CONSEGNA 1: Conta le righe dei record in cui compare la parola "glass". Scrivi soltanto il numero.

Gli ultimi giorni dell’ideologia liberal (1a parte)
di VOCI DALL’ESTERO (Maximilian Forte)
In un articolo documentato quanto aspramente ironico, l’antropologo Maximilan Forte annuncia sul suo blog Zeroanthropology il crollo imminente dell’ideologia liberal progressista. E dei Democratici, che all’ideologia progressista hanno legato le loro fortune. Una minuziosa disamina degli errori commessi durante la campagna elettorale della Clinton, delle scomposte reazioni dei Democratici alla sconfitta, della complicità della grande stampa – che crea fake news sostenendo di lottare contro le fake news – e di una classe accademica elitista che si è trasformata in una sorta di nuova aristocrazia.
Forte mostra i sedicenti campioni del pensiero progressista come una nuove élite devota alla meritocrazia – e di conseguenza indifferente alla solidarietà – che ha preteso di insegnare al popolo che cosa era buono e giusto, a dispetto di quello che il popolo stesso sperimenta nella propria vita: ed è quindi stata abbandonata dal popolo, che ha votato altrove.
Come l’ortodossia, il professionalismo e politiche indifferenti hanno definitivamente condannato un progetto del diciannovesimo secolo
Che spettacolo eccezionale. Questi sono gli ultimi giorni, presto inizierà il conto alla rovescia delle ultime ore per lo sconfitto progetto politico liberal, ereditato dal XIX secolo. Il centro – se ce n’è mai stato uno – alla fine non ha potuto reggere (citazione del “Secondo Avvento” di W.B.Yeats – NdT). Che meraviglia vedere una delle ideologie dominanti, colonna portante del sistema internazionale, portata in trionfo sin dalla fine della Guerra Fredda con una boria e una certezza sconfinate, precipitare a faccia in giù nella pattumiera della storia.
È caduta di schianto, come se una folla inferocita l’avesse spinta da dietro, anche se i suoi difensori sosterranno che sono stati semplicemente commessi degli “errori”, come se fossero scivolati sulla più grande buccia di banana della storia. E che spettacolo: chi si sarebbe mai aspettato una simile mancanza di dignità, una così patetica isteria, insulti così infondati, minacce così vuote provenire da coloro che si auto-incensavano come valorosi statisti, che parlavano come se avessero il monopolio della “ragione”. E anche se questa rovinosa caduta avrebbe potuto essere ben peggiore, non sono mancate violenza, minacce, boicottaggi, e persino denunce di tradimento, fatte apposta per delegittimare la scelta degli elettori.
La democrazia liberal è stata ridotta a un guscio vuoto, più un mero nome che una realtà meritevole di questo nome. Per molti anni l’ideologia liberal si è identificata con l’autoritarismo liberale, o post-liberalismo, o neo-liberalismo, con un disprezzo elitista della democrazia e una diffusa paura delle masse, ovunque. Le promesse di inclusione, giustizia sociale e welfare sono state sostituite da trucchi retorici solo in apparenza sensibili e da concessioni puramente formali. Narcisismo morale, ostentazione di pubbliche virtù, politiche identitarie e costruzione di patchwork rattoppati di inclusività sono stati all’ordine del giorno.

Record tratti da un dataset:

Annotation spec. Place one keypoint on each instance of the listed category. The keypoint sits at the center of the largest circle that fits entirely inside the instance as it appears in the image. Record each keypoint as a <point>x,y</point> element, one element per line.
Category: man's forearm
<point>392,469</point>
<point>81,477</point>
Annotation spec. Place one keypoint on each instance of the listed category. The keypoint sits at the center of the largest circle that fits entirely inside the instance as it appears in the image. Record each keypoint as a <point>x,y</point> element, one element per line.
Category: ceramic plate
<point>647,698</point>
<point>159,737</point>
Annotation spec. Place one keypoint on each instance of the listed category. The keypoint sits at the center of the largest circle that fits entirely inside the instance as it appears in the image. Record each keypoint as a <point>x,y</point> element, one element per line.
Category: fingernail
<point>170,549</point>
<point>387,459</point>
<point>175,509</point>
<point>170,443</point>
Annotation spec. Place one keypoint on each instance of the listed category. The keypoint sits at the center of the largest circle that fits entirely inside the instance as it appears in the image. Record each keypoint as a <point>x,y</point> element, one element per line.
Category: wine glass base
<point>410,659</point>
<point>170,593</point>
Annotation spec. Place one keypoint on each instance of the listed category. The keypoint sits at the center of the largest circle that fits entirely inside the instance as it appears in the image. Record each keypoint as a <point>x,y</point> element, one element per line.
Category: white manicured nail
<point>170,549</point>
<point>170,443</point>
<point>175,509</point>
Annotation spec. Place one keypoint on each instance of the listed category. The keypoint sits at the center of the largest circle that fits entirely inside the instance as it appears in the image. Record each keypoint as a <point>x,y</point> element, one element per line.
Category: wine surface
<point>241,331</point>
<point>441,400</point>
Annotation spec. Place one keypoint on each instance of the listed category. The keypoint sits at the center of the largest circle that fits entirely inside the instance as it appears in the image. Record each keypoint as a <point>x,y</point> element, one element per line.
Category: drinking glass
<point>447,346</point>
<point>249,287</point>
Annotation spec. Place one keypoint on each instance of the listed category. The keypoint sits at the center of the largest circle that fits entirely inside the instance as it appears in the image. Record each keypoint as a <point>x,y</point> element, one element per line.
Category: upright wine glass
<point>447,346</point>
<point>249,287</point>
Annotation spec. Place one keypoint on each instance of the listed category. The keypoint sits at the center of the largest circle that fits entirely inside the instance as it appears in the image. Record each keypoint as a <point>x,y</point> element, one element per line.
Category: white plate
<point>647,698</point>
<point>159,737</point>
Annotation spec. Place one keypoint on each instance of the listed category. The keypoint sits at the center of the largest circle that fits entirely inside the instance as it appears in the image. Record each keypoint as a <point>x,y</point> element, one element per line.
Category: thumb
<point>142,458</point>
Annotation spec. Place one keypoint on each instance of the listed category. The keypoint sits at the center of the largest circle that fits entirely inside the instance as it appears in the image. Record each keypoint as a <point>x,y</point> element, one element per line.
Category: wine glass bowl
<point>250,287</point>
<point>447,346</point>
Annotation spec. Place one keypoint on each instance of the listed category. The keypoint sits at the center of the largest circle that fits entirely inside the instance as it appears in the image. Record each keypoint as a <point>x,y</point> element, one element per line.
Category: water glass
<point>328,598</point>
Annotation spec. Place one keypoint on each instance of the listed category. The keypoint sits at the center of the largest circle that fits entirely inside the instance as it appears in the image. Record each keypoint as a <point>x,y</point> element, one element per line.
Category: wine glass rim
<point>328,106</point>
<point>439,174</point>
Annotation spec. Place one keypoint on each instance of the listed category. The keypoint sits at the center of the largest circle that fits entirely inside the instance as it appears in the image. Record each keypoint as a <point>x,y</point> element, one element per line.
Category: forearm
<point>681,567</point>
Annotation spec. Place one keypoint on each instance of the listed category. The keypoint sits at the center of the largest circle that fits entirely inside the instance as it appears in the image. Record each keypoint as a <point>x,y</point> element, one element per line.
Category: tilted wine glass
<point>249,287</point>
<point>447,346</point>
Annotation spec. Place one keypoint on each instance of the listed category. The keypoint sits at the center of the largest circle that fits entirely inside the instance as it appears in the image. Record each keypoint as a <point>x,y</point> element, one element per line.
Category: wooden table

CONSEGNA 2:
Rispondi alle domande sull'articolo dedicato all'ideologia liberal e contrassegna le risposte con le stesse lettere.
(a) Su quale blog l'antropologo annuncia il crollo imminente dell'ideologia liberal progressista?
(b) Da quale secolo è stato ereditato lo sconfitto progetto politico liberal?
(c) Quale opera di W.B. Yeats viene citata nella nota del traduttore?

RISPOSTA 1: 7

RISPOSTA 2:
(a) L'annuncio compare sul blog Zeroanthropology.
(b) Il progetto politico liberal è stato ereditato dal XIX secolo.
(c) Viene citato il "Secondo Avvento".